[Records from a data collection]
▬▬▬
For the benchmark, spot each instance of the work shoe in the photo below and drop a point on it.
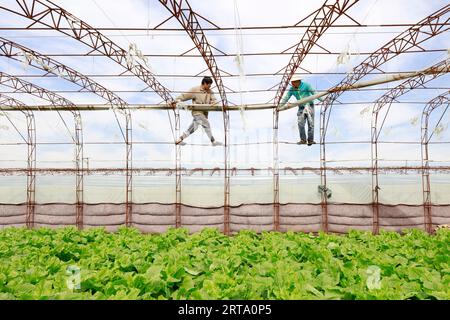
(180, 142)
(217, 143)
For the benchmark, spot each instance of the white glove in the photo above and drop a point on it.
(181, 105)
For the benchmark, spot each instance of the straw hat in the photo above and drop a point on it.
(296, 77)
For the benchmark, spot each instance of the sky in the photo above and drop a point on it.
(350, 117)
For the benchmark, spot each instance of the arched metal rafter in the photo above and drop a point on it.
(386, 100)
(183, 12)
(424, 30)
(31, 159)
(26, 87)
(14, 50)
(48, 14)
(443, 99)
(323, 19)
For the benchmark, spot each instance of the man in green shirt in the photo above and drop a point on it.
(300, 89)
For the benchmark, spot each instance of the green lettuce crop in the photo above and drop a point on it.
(94, 264)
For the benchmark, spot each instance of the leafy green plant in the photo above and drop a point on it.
(127, 264)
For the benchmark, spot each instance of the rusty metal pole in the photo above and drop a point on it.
(31, 154)
(183, 12)
(425, 138)
(387, 99)
(324, 18)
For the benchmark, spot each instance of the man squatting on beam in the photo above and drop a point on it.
(301, 89)
(199, 95)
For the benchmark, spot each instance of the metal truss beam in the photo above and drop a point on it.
(31, 159)
(443, 99)
(183, 12)
(386, 100)
(323, 19)
(14, 51)
(424, 30)
(20, 85)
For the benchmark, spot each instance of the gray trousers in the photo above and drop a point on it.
(306, 114)
(199, 120)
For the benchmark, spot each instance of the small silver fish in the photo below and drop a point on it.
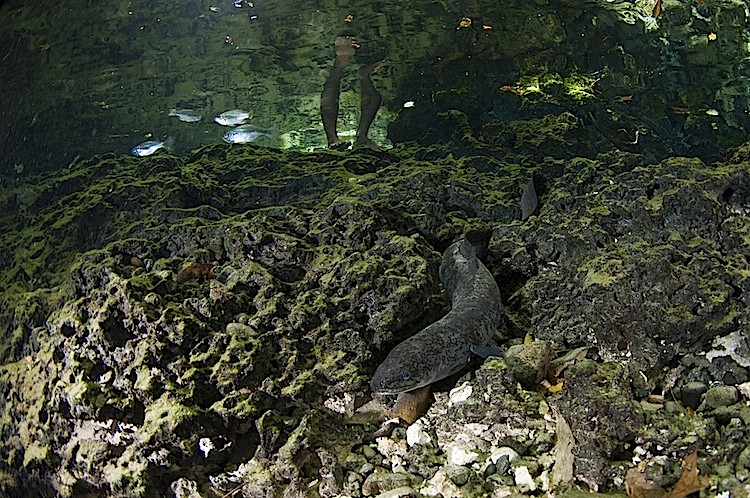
(149, 147)
(186, 115)
(231, 118)
(245, 134)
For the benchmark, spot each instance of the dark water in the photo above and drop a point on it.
(92, 77)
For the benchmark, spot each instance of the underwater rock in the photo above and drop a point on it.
(117, 380)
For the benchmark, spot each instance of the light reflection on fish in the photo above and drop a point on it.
(186, 115)
(245, 134)
(231, 118)
(150, 146)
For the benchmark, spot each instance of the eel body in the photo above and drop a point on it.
(444, 347)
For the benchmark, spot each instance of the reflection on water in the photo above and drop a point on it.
(97, 77)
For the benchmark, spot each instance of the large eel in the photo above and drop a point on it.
(446, 346)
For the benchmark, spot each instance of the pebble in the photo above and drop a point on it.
(721, 396)
(415, 434)
(691, 393)
(459, 475)
(369, 452)
(529, 362)
(381, 482)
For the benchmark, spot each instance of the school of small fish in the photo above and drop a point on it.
(241, 132)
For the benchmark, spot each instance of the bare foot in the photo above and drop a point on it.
(367, 71)
(340, 145)
(344, 46)
(364, 142)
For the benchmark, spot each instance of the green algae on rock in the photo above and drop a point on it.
(119, 381)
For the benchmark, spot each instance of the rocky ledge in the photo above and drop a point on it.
(207, 325)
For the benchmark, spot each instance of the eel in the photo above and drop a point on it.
(446, 346)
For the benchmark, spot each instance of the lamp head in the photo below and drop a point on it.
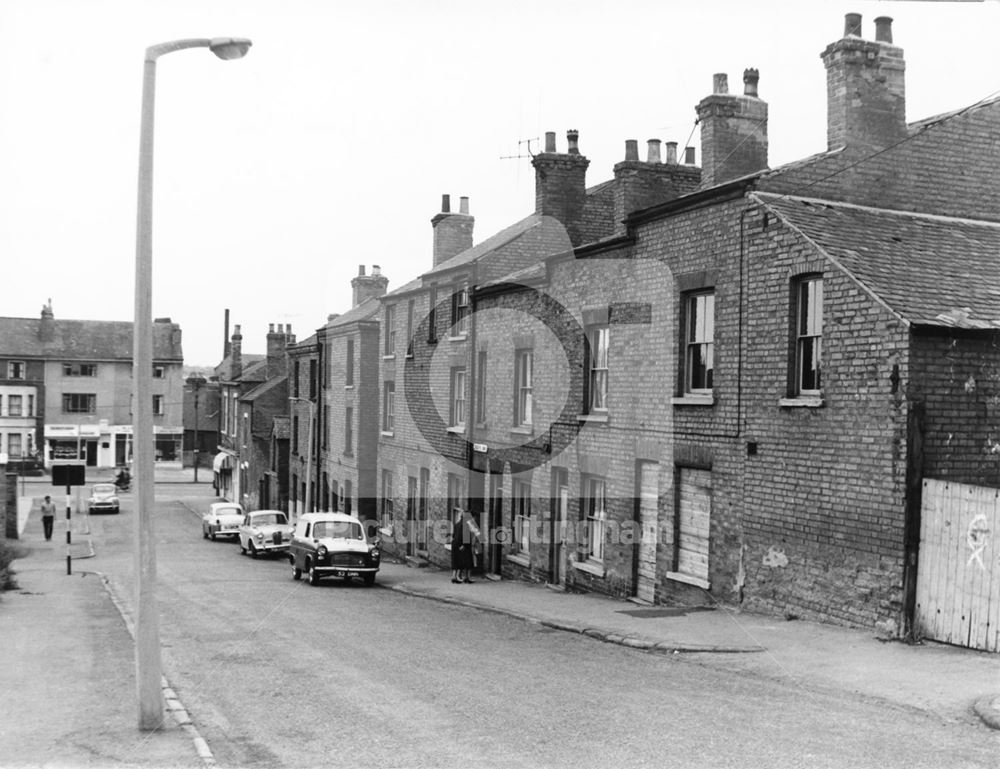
(230, 47)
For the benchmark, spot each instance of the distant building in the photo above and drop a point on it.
(66, 389)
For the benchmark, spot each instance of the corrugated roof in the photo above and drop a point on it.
(84, 340)
(930, 270)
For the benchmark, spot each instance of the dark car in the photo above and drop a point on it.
(333, 545)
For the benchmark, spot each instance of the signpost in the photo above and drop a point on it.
(69, 475)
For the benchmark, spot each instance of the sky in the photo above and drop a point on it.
(331, 143)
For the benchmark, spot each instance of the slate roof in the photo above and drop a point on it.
(368, 309)
(84, 340)
(930, 270)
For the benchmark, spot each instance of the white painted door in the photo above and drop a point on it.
(649, 525)
(695, 516)
(958, 572)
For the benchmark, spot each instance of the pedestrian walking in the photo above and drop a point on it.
(48, 516)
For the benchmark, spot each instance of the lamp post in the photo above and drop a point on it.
(147, 634)
(195, 381)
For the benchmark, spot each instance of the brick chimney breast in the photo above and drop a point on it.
(452, 231)
(561, 183)
(733, 131)
(368, 286)
(865, 86)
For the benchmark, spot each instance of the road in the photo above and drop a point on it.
(276, 673)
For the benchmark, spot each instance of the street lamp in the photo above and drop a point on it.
(195, 382)
(147, 634)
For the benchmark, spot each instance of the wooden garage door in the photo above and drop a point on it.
(958, 572)
(695, 513)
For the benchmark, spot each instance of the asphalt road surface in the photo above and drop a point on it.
(276, 673)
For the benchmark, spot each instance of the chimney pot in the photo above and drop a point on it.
(572, 138)
(852, 25)
(883, 29)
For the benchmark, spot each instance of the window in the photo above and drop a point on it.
(520, 515)
(596, 368)
(409, 328)
(388, 407)
(457, 397)
(595, 514)
(80, 369)
(699, 338)
(432, 317)
(390, 329)
(808, 335)
(349, 374)
(523, 376)
(79, 403)
(386, 498)
(481, 387)
(460, 312)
▬▬▬
PROBLEM TO WORK ON: Copy the listing above line for line, leaving out the pictures.

SOLUTION FOR THIS PROBLEM:
For the benchmark, spot each instance of the work shoe in the photo below and drop a point on it.
(180, 142)
(217, 143)
For the benchmark, spot each instance of the white glove in the photo above and drop a point on it.
(181, 105)
For the benchmark, spot each instance of the straw hat in the photo above and drop a point on it.
(296, 77)
For the benchmark, spot each instance of the sky in the photo above and drop a point on it.
(350, 117)
For the benchmark, spot each instance of the arched metal rafter in the photo above and drop a point on it.
(386, 100)
(183, 12)
(424, 30)
(31, 159)
(26, 87)
(14, 50)
(48, 14)
(443, 99)
(323, 19)
For the benchmark, spot each instance of the man in green shirt in the photo above and drop a point on it.
(300, 89)
For the benchmark, spot each instance of the green lettuce crop in the photo above and drop a point on it.
(94, 264)
For the benchmark, spot each instance of the leafy green plant in the photo above and drop a point on it.
(127, 264)
For the benchmark, spot each instance of the rusty metal pole in the photo above and drop a point on it.
(31, 154)
(183, 12)
(425, 138)
(387, 99)
(324, 18)
For the benchmark, spot each instance of the man squatting on beam in the photo above and drop a point on it.
(301, 89)
(199, 95)
For the benchmark, spot each instance of the metal truss beam in the photo above and drop a point on it.
(31, 159)
(443, 99)
(183, 12)
(386, 100)
(323, 19)
(14, 51)
(424, 30)
(20, 85)
For the benchmark, spot each instance of the gray trousers in the photo above and drop a point on it.
(306, 114)
(199, 120)
For the benchmark, spot each instance of the small silver fish in the photo below and drop a point on it.
(149, 147)
(186, 115)
(231, 118)
(245, 134)
For the benchmark, spot each instance of the dark water in the photo above and drop a point on it.
(92, 77)
For the benchmark, spot each instance of the underwater rock in the photo above and drop a point on it.
(117, 380)
For the benchmark, spot each instance of the light reflection on fish in the photo above and drop a point on it.
(186, 115)
(245, 134)
(231, 118)
(150, 146)
For the benchmark, spot each instance of the eel body in the photo above and drop a point on it.
(444, 347)
For the benchmark, spot each instance of the reflection on water in the photo above and drop a point on it.
(97, 77)
For the benchmark, spot each instance of the large eel in the photo above and drop a point on it.
(446, 346)
For the benchmark, spot each instance of the pebble in the photo above and drop a point on it.
(721, 396)
(415, 434)
(691, 393)
(459, 475)
(369, 452)
(529, 362)
(381, 482)
For the benchmark, spot each instance of the school of small fish in the photo above and drop a point on it.
(241, 132)
For the benchmark, spot each instance of the bare foot in the photo above and drop a point on it.
(367, 71)
(340, 145)
(344, 46)
(364, 142)
For the benchmark, spot each instance of the green algae on rock in the photo above and drop a point on it.
(119, 381)
For the benchmark, spot each instance of the rocky ledge in the photo above and drop a point on it.
(207, 325)
For the benchmark, spot each instance of the eel in the photo above and drop a point on it.
(446, 346)
For the benchmark, spot each instance of the lamp head in the photo below and drop a point on it.
(230, 47)
For the benchmark, spot each instance of the distant building in the photo above and drop a point on it.
(66, 389)
For the benchmark, spot each instance of the corrugated roof in the photo above and drop a point on it.
(84, 340)
(930, 270)
For the benchmark, spot each instance of the dark car in the photo above and drop a point on it.
(333, 545)
For the benchmark, spot each instance of the signpost in the photo above and drop a point on it.
(69, 475)
For the benchmark, spot each instance of the sky in the photo above and drop a point on it.
(331, 143)
For the benchmark, spot each instance of the slate roof in the photo above and drop a point on it.
(368, 309)
(84, 340)
(930, 270)
For the benchmark, spot each instance of the white painted door in the photo above and drop a point on it.
(649, 525)
(695, 516)
(958, 572)
For the benchmark, spot each instance of the pedestrian walking in the photo above and drop a point on it.
(48, 516)
For the benchmark, spot each instance of the lamp post in the photo above and drop a point on it.
(147, 634)
(195, 381)
For the benchmark, spot each instance of the brick chimney breast in the photo above and drop a point on it.
(452, 231)
(561, 183)
(733, 131)
(368, 286)
(865, 86)
For the benchmark, spot each instance of the road in the photo above and drop a point on it.
(276, 673)
For the benchmark, spot each instance of the street lamp in the photo above and drop a point on it.
(195, 382)
(147, 634)
For the benchmark, spot each instance of the wooden garage door in the photo above and drop a point on it.
(958, 572)
(695, 513)
For the benchmark, spot each instance of the asphalt road surface in the photo above and drop a point on it.
(276, 673)
For the benchmark, spot each instance of the chimney pot in the photo above and drop a point on it.
(572, 138)
(852, 25)
(883, 29)
For the benchmark, spot each instance of the window in the photo above and drop a point on it.
(520, 515)
(596, 368)
(409, 328)
(388, 407)
(457, 397)
(595, 514)
(80, 369)
(699, 338)
(432, 317)
(390, 329)
(808, 335)
(349, 374)
(523, 376)
(79, 403)
(386, 498)
(481, 387)
(460, 312)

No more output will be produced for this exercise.